[Données extraites d'une collection]
┄┄┄┄┄┄┄┄┄┄

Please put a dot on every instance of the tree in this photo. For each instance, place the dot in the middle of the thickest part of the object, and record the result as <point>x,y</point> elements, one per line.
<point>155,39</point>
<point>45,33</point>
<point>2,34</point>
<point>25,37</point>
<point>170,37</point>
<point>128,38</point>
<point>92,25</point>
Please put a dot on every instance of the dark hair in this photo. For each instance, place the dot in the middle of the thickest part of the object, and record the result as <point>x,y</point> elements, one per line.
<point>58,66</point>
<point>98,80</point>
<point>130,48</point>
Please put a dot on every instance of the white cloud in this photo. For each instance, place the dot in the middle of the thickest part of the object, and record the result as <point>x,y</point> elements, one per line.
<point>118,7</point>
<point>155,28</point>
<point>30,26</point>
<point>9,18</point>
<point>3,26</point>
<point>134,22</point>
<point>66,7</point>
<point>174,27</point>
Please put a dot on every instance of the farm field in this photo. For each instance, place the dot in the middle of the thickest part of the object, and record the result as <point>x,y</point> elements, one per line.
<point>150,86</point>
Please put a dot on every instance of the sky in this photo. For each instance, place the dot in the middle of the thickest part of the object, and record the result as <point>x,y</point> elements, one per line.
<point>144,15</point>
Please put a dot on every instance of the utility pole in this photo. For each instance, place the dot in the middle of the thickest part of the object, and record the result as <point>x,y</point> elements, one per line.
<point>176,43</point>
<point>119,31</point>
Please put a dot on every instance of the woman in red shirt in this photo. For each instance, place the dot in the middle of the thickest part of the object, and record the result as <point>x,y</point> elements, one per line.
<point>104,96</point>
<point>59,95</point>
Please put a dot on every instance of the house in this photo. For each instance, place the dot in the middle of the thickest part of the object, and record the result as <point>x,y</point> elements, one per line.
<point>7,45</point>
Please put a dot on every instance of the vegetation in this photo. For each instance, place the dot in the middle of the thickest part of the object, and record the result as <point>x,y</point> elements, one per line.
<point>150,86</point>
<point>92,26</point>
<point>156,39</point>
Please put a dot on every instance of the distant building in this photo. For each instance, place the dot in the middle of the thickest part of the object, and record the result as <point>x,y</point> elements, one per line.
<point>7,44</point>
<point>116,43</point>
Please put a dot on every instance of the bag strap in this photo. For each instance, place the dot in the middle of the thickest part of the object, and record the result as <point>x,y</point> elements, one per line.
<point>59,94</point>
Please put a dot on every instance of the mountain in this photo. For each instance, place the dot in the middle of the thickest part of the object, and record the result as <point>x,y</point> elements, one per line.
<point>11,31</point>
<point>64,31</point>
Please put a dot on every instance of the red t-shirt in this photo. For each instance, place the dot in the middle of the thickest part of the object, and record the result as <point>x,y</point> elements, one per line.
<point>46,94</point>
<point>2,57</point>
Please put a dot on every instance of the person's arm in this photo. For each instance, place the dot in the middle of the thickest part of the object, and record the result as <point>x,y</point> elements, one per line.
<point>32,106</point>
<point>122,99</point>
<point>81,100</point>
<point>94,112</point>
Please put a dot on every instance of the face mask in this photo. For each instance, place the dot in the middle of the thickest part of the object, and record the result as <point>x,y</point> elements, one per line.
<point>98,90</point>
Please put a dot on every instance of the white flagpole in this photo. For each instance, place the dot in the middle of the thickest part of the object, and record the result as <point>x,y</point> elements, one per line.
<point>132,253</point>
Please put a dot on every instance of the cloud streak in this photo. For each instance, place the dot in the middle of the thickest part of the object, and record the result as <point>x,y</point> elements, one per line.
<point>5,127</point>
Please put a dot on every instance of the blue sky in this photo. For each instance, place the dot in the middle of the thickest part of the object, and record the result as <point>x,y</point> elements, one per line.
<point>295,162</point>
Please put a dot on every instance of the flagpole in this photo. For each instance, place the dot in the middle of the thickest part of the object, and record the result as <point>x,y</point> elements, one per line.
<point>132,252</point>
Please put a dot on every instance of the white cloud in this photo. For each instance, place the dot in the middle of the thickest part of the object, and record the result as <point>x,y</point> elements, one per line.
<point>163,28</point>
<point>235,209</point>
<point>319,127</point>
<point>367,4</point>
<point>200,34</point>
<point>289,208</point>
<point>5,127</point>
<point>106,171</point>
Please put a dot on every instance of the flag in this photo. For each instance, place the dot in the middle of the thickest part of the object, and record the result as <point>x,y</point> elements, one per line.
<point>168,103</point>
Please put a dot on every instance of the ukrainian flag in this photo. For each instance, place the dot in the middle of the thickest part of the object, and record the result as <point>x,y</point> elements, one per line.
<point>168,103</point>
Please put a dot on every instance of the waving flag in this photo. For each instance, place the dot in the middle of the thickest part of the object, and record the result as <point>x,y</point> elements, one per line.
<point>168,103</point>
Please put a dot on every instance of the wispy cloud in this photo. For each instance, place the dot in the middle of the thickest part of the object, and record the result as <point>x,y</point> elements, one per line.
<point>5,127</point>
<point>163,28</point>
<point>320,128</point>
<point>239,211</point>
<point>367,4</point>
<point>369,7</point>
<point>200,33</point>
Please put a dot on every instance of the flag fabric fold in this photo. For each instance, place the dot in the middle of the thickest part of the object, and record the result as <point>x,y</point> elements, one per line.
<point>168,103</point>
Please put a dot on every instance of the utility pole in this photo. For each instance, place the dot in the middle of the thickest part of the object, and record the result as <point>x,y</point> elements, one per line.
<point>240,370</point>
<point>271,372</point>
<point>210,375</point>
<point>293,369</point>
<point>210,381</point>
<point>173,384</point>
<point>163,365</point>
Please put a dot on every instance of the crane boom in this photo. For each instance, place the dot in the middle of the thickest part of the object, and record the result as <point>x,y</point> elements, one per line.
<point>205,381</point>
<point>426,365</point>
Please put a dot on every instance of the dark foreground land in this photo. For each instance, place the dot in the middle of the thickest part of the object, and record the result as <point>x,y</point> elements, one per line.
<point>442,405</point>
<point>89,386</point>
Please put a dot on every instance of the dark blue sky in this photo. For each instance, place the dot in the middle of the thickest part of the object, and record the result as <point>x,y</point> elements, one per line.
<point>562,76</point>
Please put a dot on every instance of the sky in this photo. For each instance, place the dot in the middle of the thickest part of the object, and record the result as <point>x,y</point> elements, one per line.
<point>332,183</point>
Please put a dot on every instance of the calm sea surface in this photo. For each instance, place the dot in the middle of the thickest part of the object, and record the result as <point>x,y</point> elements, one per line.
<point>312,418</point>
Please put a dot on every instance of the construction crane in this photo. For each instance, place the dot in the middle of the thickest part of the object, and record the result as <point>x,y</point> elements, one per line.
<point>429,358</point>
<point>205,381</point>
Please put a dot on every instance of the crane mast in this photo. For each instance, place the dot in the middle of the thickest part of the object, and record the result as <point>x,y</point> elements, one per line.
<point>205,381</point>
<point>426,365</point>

┄┄┄┄┄┄┄┄┄┄

# EXERCICE PROPOSÉ:
Reproduisez intégralement le matériel ci-dessus, ligne par ligne et sans la moindre modification.

# CORRIGÉ DÉTAILLÉ:
Please put a dot on every instance of the tree in this photo. For each instance, place the dot in the middle of the thickest part of the object, and record the result as <point>x,y</point> elements, one per line.
<point>155,39</point>
<point>45,33</point>
<point>2,34</point>
<point>25,37</point>
<point>170,37</point>
<point>128,38</point>
<point>92,25</point>
Please put a dot on every instance of the dark hair in this photo. For each instance, place the dot in the middle of the thickest part of the object, and record the result as <point>x,y</point> elements, one per line.
<point>58,66</point>
<point>98,80</point>
<point>130,48</point>
Please put a dot on every instance of the white cloud in this photo. For each instance, place the dot in the middle of the thickest part of the object, and record the result as <point>x,y</point> elements, one per line.
<point>118,7</point>
<point>155,28</point>
<point>30,26</point>
<point>9,18</point>
<point>3,26</point>
<point>134,22</point>
<point>66,7</point>
<point>174,27</point>
Please put a dot on every instance of the farm field in this photo. For each instance, place the dot in the middle of the thickest part of the object, and record the result as <point>x,y</point> elements, one per line.
<point>150,86</point>
Please put a dot on every instance of the sky in this photo. For each instance, place the dot in the middle of the thickest part of the object, and record the result as <point>x,y</point> elements, one per line.
<point>144,15</point>
Please put a dot on every instance of the utility pole in this photo. For each instance, place the dot in the middle of the thickest part of the object, and record the result as <point>x,y</point> elements, one per line.
<point>176,43</point>
<point>119,31</point>
Please put a dot on every instance of the woman in red shirt in this photo. For each instance, place the dot in the middle of the thickest part of the object, and record the result as <point>x,y</point> elements, one per line.
<point>104,96</point>
<point>59,95</point>
Please put a dot on every instance of the house in this photo. For each instance, place the dot in the middle of the thickest part of the object, and record the result as <point>x,y</point> elements, one per line.
<point>7,45</point>
Please put a dot on every instance of the vegetation in this photo. For each instance, place the dot in the middle of the thickest part of the object, and record the result as <point>x,y</point> elements, one per line.
<point>150,86</point>
<point>92,26</point>
<point>156,39</point>
Please put a dot on every instance of the distant building in this photo. For each instance, place the dot in the middle of the thickest part of the object, and record the result as <point>x,y</point> elements, one per line.
<point>7,44</point>
<point>116,43</point>
Please put a dot on every instance of the bag strap in this photo. For each instance, place the dot in the middle of the thickest part of the object, and record the result as <point>x,y</point> elements, one per line.
<point>59,94</point>
Please put a dot on every instance of the mountain in this photo. For each instance, place the dot in the middle of the thickest part of the object, and record the result as <point>x,y</point> elements, one per line.
<point>11,31</point>
<point>64,31</point>
Please put a dot on every instance of the red t-shirt in this photo. For each instance, place the dot in the middle of the thickest part of the object, and record the result as <point>x,y</point> elements, one per line.
<point>46,94</point>
<point>2,57</point>
Please put a dot on every instance of the person's arm in this photo. For each instance, place the dot in the middle of the thickest part of the object, and record the result as <point>x,y</point> elements, one per line.
<point>32,106</point>
<point>122,99</point>
<point>81,100</point>
<point>94,112</point>
Please put a dot on every instance of the face mask in this photo. For each instance, place the dot in the middle of the thickest part of the object, and record the result as <point>x,y</point> elements, one per line.
<point>98,90</point>
Please put a dot on every instance of the white flagpole in this photo. For each instance, place the dot in the middle of the thickest part of the object, and record the result as <point>x,y</point> elements, one per line.
<point>132,253</point>
Please put a dot on every instance of the cloud streak in this photo. For each instance, place the dot in the middle of the thickest part of the object, and record the result as <point>x,y</point> elements, one per line.
<point>5,127</point>
Please put a dot on every instance of the blue sky in this photo. For each instance, place the dot in the middle of the thickest part of the object, and record the result as <point>x,y</point> elements, one per line.
<point>295,162</point>
Please put a dot on every instance of the flagpole in this photo. For each instance, place the dot in the middle of the thickest part of the object, and record the result as <point>x,y</point> elements, one per line.
<point>132,252</point>
Please put a dot on every instance of the white cloud in this photo. For each instance, place the dot in the middle of the thickest part of the object, and record the result as <point>x,y</point> elements, one per line.
<point>163,28</point>
<point>235,209</point>
<point>319,127</point>
<point>367,4</point>
<point>200,34</point>
<point>289,208</point>
<point>5,127</point>
<point>106,171</point>
Please put a dot on every instance of the flag in this photo. For each instance, place the dot in the middle of the thickest part of the object, and record the result as <point>x,y</point> elements, one per line.
<point>168,103</point>
Please put a dot on every instance of the ukrainian flag in this photo. For each instance, place the dot in the middle of the thickest part of the object, and record the result as <point>x,y</point> elements, one per line.
<point>168,103</point>
Please put a dot on every instance of the waving flag in this photo. For each instance, place the dot in the middle of the thickest part of the object, and record the result as <point>x,y</point> elements, one per line.
<point>168,103</point>
Please put a dot on every instance of the wispy cloud in this photo. For each instance, place the dot in the middle of the thickest part of the object, and record the result as <point>x,y</point> elements, one per line.
<point>5,127</point>
<point>163,28</point>
<point>320,128</point>
<point>239,211</point>
<point>367,4</point>
<point>369,7</point>
<point>200,33</point>
Please put a dot on every instance of the flag fabric fold in this photo. For each instance, place the dot in the middle of the thickest part of the object, and record the result as <point>x,y</point> elements, one per line.
<point>168,103</point>
Please put a dot on every instance of the utility pole in this photo. For each instance, place the dot in the middle of the thickest part of the object, and record the result as <point>x,y</point> elements, one per line.
<point>240,370</point>
<point>271,372</point>
<point>210,375</point>
<point>293,369</point>
<point>210,381</point>
<point>173,384</point>
<point>163,365</point>
Please put a dot on every instance of the crane boom in this photo. For each instance, place the dot in the middle of the thickest part of the object, and record the result as <point>x,y</point> elements, one per line.
<point>205,381</point>
<point>426,365</point>
Please put a dot on every instance of the dark foreground land in this photo. For each instance, place the dot in the middle of the thickest part of the object, and record the result as <point>x,y</point> elements, one per line.
<point>442,405</point>
<point>89,386</point>
Please put a dot on every instance of the dark blue sky in this photo. For each instance, place the dot in the middle of the thickest part of the object, and record the result as <point>x,y</point> elements, one per line.
<point>562,76</point>
Please put a dot on every instance of the sky in this photo. For each instance, place the dot in the middle of the thickest part of the object, and record the result as <point>x,y</point> elements, one per line.
<point>332,183</point>
Please put a dot on every instance of the calm sea surface in this photo. For each instance, place the dot in the middle of the thickest part of the object, and record the result as <point>x,y</point> elements, one per line.
<point>312,418</point>
Please put a dot on every instance of the construction crane in this photo. For each instance, place the dot in the middle of the thickest part of the object, and record the result as <point>x,y</point> elements, one per line.
<point>429,358</point>
<point>205,381</point>
Please put a dot on every instance of the crane mast in this photo. For each instance, place the dot in the middle of the thickest part of the object, and record the result as <point>x,y</point> elements, one per line.
<point>205,381</point>
<point>426,365</point>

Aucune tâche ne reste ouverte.